## Objective
Output every entry exactly as given.
....
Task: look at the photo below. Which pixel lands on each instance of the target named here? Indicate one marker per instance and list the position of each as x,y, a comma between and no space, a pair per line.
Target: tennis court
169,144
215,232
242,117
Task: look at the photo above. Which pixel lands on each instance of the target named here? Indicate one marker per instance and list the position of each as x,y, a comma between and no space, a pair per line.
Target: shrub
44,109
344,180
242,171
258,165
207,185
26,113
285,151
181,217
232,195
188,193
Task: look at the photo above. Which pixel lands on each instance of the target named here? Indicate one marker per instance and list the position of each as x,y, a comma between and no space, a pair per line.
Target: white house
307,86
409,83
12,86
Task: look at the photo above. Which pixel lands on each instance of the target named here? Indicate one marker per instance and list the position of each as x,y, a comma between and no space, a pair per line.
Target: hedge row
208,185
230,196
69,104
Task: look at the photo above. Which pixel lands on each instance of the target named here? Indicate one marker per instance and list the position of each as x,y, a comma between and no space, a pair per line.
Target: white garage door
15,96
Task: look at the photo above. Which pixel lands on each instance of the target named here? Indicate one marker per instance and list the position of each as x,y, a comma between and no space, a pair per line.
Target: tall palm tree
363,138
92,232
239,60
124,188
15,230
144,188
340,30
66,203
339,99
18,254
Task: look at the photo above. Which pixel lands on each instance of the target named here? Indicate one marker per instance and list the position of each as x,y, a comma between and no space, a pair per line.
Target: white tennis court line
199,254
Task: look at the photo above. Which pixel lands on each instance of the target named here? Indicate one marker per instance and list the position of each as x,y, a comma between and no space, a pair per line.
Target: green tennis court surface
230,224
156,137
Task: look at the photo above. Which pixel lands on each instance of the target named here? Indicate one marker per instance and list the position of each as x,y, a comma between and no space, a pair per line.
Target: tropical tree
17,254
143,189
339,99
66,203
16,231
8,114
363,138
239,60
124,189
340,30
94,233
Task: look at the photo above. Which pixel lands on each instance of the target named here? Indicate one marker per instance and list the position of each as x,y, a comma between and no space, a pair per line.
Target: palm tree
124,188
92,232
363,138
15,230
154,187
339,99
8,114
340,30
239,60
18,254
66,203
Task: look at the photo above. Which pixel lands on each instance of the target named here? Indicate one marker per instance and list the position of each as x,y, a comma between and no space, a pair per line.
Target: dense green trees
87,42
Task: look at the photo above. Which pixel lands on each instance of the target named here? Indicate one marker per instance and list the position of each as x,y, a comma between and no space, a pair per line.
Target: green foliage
....
## Exercise output
Task: look at the photo below. Which pixel lands on each instance of the target named here? Indicate one marker per instance and list the position of each as x,y, a comma between and no space, a pair per line.
Target: tennis court
169,144
215,232
242,117
Task: look at the photo above. Which pixel lands on each instance of the target named here? Indicate one marker per instance and list the position of each as x,y, a comma between and no space, a pair per line.
Target: shrub
44,109
344,180
242,171
258,165
207,185
26,113
285,151
181,217
232,195
188,193
Task: look at the photo above. Which pixel lands on each instance of the target named here? Indicate one marker per instance and list the position of each as x,y, a comma between and no space, a pair per line.
Target: white house
307,86
409,83
12,86
Task: look at the photo above. Which pixel lands on each instance of the target named here? Indicate one marker per instance and list the position of each as x,y, a comma between and no space, a pair per line.
Target: hedge row
208,185
230,196
69,104
Task: look at the photo above. Which pixel lands on each instance of the target named here? Indicate one marker per instance and list the position of each as x,y, a comma between and no space, a pair per line.
Target: white garage door
15,96
Task: look at the photo above. Which pixel lands on each instance of the target named here? Indicate one marker per instance and list the position of each as x,y, a comma between and no space, a pair per line.
Target: tall palm tree
363,138
92,232
239,60
124,188
15,230
144,188
340,30
66,203
339,99
18,254
Task: look at the photo above. Which pixel lands on each instance of the target named here? Indicate one marker per instance and list the position of each as x,y, a comma between and no space, a pair per line.
Target: white tennis court line
199,254
Task: look at the photo above. Which pixel lands on each instance of the target named here? Indicate one marker per instance and list the position of each as x,y, a comma between and no space, a pair per line.
Target: green tennis court surface
230,224
156,137
Task: look at the photo above. Which pixel lands on each instance of the target named here? Indicate one marker per instance and list the position of each as x,y, a comma between and no space, a pair per line.
Target: tropical tree
17,254
143,189
339,99
66,203
16,231
8,114
363,138
239,60
124,189
340,30
94,233
Task: look at the photo above. Which pixel lands on each instance of the target named here? Indicate one marker per instance and list the position of each as x,y, a comma between and no space, a pair per line.
Target: palm tree
124,188
92,232
363,138
15,230
154,187
339,99
8,114
340,30
239,60
18,254
66,203
Task: look at the photo above. Which pixel lands on each instance of the target named here? Indicate one marker per instance and list the position of each as x,y, a comma between and no space, a pair per line.
Target: dense green trees
87,42
Task: look at the photo above. Which pixel lands on each instance of the target named here? Indicate one marker per instance and list the position of each as x,y, a comma between and no space, a pair per line.
Target: green foliage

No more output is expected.